WHAT TO WORK ON:
• a. In the blog post on TPCx-BB results for the PowerEdge R7515, which query execution engine did the tested system use?
• b. Continue the blog post on TPCx-BB results for the PowerEdge R7515 from its last sentence.

EXCERPT TO READ:
======

TPCx-Big Bench Rocks on Dell EMC PowerEdge R7515 with AMD Milan Processors
Thu, 06 May 2021 11:05:30 -0000
|Read Time: 0 minutes
Introduction
As part of the Dell Technologies AMD Milan launch in March 2021, Dell Technologies published eight results with the Transaction Processing Performance Council (TPC) (www.tpc.org). Six of those results are categorized as big data; five as TPCx-HS, and one as TPCx-Big Bench. Milan is a code name for AMD EPYC third-generation processors which represent a broad line-up of processors for cloud, enterprise, and high-performance computing workloads. This blog is part of a series that present these results. It also dives into why they should matter to Big Data enthusiasts and professionals in Engineering, Marketing, and Sales.
System under test (SUT)
Figure 1: SUT for TPCx-BB result
The SUT for the TPCx-BB result used 11 x Dell EMC PowerEdge R7515 servers: one NameNode server and 10 DataNode servers as shown in the Figure 1 above.
Hardware configuration | |
Data Size | SF 3000 |
Number of nodes | 11 |
Processor | 1 x AMD EPYC 7763 64-core, 2.45 GHz, 256 MB-L3 |
Memory | 512 GB (8 x 64 GB RDIM 3200 MT/s Dual Rank) |
Network (cluster connectivity) | 1x Broadcom Dual Port 25 GbE NIC Mezzanine |
Network (remote connectivity) | 1 x Broadcom Gigabit Ethernet BCM5720 NIC |
Software stack | |
Operating system | SUSE Linux Enterprise Server 12 SP5 |
Hadoop | Cloudera Private Cloud Base 7.1.4 |
Query execution engine | Hive on Tez |
Java | Open JDK 64-Bit Server build 1.8.0_232-cloudera |
Table 1: SUT configuration
TPCx-BB Overview
TPCx-Big Bench (TPCx-BB) is an application benchmark for Big Data Analytic Systems (BDAS). Three cornerstone aspects characterize Big Data systems: volume, velocity, and variety.
Volume refers to the size of the Big Bench dataset that is based on a single scale factor and is predictable and deterministic. Scale Factors are used to scale data from 1 TB to up to Petabytes of data. Velocity refers to the ability of the Big Data system to stay current through periodic refreshes, commonly known as Extraction, Transformation, and Load (ETL). Variety refers to the ability to deal with differently organized data, from unstructured to semi-structured and structured data.

======

INFORMATION SHOWN:
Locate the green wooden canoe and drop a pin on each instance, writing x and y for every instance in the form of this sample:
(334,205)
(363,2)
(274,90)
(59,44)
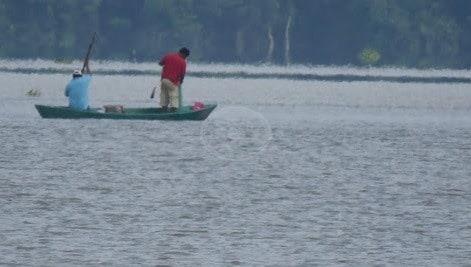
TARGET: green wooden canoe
(184,113)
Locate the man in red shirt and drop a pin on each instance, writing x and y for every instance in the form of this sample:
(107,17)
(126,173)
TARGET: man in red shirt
(173,73)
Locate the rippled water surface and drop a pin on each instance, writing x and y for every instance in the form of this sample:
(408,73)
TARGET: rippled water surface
(282,173)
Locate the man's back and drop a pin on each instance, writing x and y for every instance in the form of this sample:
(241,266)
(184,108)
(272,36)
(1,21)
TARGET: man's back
(174,68)
(77,91)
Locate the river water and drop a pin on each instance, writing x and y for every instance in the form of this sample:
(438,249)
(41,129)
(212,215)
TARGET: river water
(284,173)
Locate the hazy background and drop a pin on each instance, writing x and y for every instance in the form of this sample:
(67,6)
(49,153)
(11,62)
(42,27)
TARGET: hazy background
(418,33)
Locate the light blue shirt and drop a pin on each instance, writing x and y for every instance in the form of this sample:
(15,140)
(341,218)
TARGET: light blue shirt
(77,92)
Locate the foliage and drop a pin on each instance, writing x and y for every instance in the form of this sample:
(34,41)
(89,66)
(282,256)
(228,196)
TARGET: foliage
(418,33)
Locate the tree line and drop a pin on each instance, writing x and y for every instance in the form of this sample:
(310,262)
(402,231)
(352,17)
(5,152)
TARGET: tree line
(412,33)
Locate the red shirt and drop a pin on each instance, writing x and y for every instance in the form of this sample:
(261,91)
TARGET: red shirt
(174,68)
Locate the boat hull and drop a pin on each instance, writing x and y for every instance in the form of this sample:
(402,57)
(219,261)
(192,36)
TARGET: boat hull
(185,113)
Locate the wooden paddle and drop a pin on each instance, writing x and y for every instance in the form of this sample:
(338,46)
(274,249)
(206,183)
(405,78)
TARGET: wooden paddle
(87,56)
(153,92)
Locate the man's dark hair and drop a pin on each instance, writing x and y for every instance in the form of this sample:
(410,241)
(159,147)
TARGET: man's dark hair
(184,51)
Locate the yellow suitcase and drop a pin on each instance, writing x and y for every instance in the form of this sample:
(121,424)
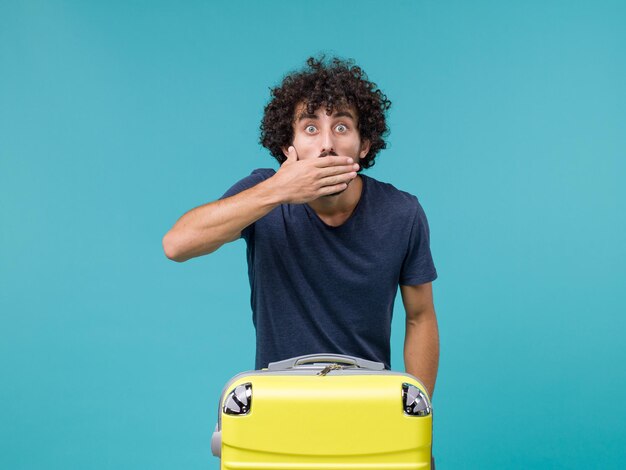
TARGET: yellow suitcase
(324,411)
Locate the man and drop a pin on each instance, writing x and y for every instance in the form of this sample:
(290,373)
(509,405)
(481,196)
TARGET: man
(327,246)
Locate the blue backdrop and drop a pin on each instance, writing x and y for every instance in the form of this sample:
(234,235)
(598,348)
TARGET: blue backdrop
(508,122)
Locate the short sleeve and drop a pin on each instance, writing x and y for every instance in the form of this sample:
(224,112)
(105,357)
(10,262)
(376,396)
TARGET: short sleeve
(248,182)
(418,266)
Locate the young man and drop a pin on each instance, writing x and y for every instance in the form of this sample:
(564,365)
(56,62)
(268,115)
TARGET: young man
(327,246)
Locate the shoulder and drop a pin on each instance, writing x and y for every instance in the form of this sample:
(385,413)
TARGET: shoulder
(263,173)
(389,196)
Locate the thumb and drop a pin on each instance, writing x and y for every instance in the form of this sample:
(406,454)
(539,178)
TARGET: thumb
(292,155)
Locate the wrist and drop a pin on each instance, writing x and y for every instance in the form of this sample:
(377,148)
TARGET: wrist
(269,192)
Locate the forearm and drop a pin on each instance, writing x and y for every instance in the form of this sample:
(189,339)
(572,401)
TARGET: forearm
(421,348)
(204,229)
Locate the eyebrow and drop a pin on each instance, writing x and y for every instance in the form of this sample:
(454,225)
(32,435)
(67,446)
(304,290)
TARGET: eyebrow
(305,115)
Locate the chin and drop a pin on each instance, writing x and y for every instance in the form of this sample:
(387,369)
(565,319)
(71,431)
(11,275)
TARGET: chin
(335,194)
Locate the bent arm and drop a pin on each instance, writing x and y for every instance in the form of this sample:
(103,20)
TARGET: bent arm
(421,343)
(204,229)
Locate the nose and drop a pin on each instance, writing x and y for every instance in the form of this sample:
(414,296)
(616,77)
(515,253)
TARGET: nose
(327,141)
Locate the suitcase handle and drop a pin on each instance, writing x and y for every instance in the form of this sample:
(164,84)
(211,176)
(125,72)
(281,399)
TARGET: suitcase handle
(333,358)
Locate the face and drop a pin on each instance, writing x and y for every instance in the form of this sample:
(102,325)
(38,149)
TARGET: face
(317,135)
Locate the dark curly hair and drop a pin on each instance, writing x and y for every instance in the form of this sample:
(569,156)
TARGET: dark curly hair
(336,84)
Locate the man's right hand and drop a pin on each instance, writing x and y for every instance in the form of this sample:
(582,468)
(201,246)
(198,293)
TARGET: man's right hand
(301,181)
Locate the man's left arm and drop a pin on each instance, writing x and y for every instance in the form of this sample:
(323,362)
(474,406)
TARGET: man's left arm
(421,341)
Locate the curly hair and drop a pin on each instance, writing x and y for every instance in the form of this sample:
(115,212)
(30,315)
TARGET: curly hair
(335,85)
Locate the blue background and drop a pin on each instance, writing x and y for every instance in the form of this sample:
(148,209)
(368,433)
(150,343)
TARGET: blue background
(508,122)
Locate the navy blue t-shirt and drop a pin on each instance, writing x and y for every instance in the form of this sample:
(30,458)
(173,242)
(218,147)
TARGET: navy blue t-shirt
(322,289)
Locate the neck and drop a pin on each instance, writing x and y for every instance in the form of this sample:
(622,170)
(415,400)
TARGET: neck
(343,203)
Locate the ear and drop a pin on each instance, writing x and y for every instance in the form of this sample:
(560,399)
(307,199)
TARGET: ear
(365,148)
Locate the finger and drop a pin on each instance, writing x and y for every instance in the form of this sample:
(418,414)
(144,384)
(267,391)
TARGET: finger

======

RESPONSES TO THE TASKS:
• a. Hive on Tez.

• b.
TPCx-BB features 30 complex queries; query 1 to query 30. These queries are real-world and are designed along one business dimension and three technical dimensions that cover different business cases and technical perspectives: Data Source, Processing type, and Analytic technique.
Based on the McKinsey report (McKinsey Report on Big Data; Big Data: The next frontier for innovation, competition, and productivity; https://www.mckinsey.com/~/media/McKinsey/Business%20Functions/McKinsey%20Digital/Our%20Insights/Big%20data%20The%20next%20frontier%20for%20innovation/MGI_big_data_full_report.pdf ) on big data, 10 (query 1 – query 10) queries were identified that fall into five main categories of a retail business: Marketing, Merchandising, Operations, Supply Chain and New business models (price comparisons).
Data source dimension measures the type of input data the query is targeting. There are three types of input data in Big Bench: structured, semi-structured and unstructured. For example, Query 1 uses semi-structured web click streams as data source, while Query 3 performs sentiment words extraction on unstructured product reviews data.
Processing type dimension measures the type of processing appropriate for the query. This dimension covers the two common paradigms of declarative and procedural languages. In other words, some of the queries can be answered by declarative languages; others by procedural languages; and others by a mix of both.
Analytic technique dimension measures different techniques for answering business analytics questions. In general, three major categories of analytic techniques were identified: statistical analysis, data mining, and simple reporting.
The TPC requires that Express benchmarks like TPCx-BB must run the TPC-provided kit in order to publish a compliant TPC Express result. The latest TPCx-BB kit can be downloaded from TPC Documentation Webpage.
Scale Factor
TPCx-BB defines a set of discrete scaling points (scale factors) based on the approximate size of the raw data that the data generator produces, in GB. Each defined scale factor has an associated value for SF, a unit-less quantity, roughly equivalent to the number of GB of data present on the storage. Test sponsors may choose any scale factor from the defined series except SF1 which is used for Result validation only. No other scale factors may be used for a TPCx-BB Result.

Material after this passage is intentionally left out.